== Exercise description ==
Quote the entries below word for word, starting at their beginning and ending at the line that contains "pixel 461 338", with both ends included. Leave the pictures out of your answer.

··· Raw records ···

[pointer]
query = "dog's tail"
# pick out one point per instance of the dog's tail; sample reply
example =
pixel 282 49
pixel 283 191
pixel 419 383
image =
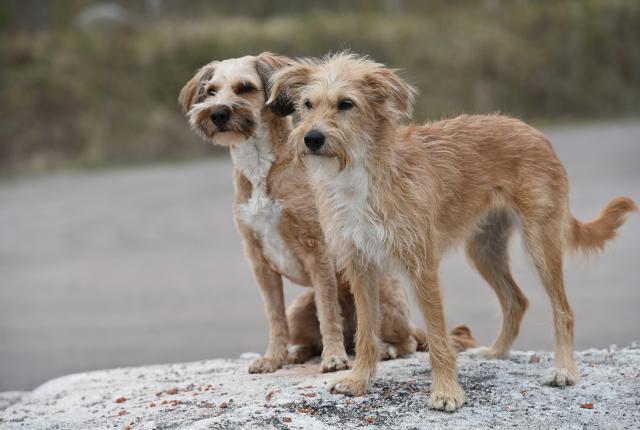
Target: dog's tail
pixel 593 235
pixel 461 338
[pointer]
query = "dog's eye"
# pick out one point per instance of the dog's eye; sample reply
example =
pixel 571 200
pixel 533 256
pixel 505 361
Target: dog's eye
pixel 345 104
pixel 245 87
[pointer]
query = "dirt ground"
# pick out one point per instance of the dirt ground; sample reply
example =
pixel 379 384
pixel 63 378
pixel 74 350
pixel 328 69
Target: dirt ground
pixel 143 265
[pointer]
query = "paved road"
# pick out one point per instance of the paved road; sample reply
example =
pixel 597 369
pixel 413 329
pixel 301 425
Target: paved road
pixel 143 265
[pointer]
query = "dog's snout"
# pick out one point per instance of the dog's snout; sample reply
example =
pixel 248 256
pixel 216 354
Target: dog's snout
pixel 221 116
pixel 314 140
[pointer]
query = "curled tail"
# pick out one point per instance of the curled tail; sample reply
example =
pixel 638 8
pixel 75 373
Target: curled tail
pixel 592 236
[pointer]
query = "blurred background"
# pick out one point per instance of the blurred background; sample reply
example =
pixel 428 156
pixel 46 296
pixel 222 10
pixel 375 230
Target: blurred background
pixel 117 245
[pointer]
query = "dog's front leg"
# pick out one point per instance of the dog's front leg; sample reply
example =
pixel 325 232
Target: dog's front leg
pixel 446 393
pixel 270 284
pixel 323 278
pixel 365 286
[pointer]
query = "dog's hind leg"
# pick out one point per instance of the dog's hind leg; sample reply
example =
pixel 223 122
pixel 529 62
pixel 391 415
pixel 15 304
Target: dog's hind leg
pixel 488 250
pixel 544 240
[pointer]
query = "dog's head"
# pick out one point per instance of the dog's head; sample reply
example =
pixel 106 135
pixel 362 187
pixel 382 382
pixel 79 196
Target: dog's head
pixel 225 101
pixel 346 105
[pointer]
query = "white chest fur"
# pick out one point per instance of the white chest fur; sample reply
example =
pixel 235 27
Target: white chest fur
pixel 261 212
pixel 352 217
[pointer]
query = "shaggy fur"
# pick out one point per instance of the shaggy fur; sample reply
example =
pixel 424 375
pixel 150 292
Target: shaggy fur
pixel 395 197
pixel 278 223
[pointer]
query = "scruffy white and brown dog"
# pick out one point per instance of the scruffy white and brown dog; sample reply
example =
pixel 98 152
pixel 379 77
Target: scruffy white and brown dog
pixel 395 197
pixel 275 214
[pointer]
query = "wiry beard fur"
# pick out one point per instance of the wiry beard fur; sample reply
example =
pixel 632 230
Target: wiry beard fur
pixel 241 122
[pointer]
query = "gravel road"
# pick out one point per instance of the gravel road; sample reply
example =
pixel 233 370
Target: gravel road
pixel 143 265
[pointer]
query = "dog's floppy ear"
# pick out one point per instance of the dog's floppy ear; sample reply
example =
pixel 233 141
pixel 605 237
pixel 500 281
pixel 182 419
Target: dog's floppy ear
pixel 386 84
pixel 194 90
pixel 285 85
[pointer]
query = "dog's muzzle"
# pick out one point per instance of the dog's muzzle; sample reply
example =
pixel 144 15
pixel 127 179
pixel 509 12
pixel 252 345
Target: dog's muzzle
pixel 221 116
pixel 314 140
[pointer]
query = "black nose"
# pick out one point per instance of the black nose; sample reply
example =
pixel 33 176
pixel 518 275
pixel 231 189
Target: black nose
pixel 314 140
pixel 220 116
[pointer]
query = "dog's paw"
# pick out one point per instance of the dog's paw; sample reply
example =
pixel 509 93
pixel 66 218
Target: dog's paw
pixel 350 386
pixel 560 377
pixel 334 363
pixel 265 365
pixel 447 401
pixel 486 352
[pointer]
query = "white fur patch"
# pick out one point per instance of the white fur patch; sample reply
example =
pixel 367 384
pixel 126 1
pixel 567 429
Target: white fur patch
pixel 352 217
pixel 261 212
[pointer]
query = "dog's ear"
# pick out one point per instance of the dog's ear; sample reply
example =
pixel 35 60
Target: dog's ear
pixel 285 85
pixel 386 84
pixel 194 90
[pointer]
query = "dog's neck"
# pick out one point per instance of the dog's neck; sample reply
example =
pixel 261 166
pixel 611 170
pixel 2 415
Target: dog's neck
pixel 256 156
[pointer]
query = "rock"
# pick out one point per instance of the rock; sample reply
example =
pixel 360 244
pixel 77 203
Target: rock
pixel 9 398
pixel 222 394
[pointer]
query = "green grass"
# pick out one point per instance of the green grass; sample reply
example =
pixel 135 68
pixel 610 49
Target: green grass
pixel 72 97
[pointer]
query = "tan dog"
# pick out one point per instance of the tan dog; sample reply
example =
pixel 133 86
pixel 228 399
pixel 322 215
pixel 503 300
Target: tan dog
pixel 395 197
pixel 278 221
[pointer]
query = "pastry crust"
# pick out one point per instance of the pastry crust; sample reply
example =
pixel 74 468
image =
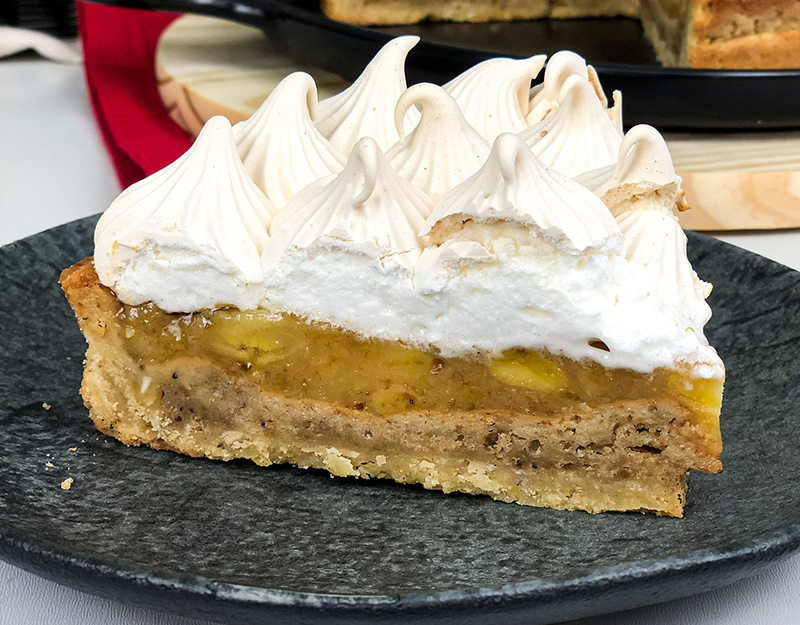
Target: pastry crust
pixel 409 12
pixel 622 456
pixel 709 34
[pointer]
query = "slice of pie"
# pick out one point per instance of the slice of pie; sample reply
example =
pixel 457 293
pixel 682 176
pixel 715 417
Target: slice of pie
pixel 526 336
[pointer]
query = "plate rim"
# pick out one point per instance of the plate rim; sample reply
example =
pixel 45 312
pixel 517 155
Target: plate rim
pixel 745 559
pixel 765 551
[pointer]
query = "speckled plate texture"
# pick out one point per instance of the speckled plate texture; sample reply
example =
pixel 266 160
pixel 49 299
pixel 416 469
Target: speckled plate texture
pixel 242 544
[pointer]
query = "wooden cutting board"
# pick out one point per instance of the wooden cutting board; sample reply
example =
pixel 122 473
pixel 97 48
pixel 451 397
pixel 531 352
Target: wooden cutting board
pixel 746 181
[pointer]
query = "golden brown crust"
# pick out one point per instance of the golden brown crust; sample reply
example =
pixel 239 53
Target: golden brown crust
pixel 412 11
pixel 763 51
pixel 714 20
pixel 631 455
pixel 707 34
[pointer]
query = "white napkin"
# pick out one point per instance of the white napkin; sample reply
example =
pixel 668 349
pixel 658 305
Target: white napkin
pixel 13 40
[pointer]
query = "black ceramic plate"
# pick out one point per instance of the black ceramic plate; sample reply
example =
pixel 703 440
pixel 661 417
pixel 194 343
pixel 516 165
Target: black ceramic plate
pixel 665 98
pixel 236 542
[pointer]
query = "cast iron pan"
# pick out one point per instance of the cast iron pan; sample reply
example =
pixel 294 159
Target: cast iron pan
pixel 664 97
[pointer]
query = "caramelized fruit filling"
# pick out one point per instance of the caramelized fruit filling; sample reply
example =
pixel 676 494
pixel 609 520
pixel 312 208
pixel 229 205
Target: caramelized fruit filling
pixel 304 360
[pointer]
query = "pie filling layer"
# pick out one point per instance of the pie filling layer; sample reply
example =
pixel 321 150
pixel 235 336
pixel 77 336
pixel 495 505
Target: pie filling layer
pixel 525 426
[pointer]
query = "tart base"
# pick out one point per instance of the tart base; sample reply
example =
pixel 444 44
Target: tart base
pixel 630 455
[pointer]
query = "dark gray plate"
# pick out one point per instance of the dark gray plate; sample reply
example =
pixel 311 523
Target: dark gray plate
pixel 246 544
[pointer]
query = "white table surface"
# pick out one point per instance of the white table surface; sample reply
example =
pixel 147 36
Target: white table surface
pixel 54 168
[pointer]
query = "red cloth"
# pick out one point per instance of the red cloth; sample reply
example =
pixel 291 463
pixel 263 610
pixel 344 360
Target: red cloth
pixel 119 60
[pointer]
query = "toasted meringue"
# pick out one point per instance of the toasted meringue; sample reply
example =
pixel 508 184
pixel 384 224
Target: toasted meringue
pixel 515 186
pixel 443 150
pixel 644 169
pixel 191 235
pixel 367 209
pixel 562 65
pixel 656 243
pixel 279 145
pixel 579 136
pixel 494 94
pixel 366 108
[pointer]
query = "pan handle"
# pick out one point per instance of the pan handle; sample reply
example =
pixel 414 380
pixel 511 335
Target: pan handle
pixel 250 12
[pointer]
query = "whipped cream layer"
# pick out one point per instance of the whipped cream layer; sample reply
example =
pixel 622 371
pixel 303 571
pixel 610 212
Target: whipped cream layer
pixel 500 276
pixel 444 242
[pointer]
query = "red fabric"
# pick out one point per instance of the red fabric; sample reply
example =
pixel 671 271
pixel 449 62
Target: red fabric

···

== Result ==
[pointer]
query = "dog's tail"
# pick out one point per instance of the dog's tail; sample reply
example =
pixel 282 49
pixel 283 191
pixel 419 383
image =
Target: dog's tail
pixel 593 235
pixel 461 338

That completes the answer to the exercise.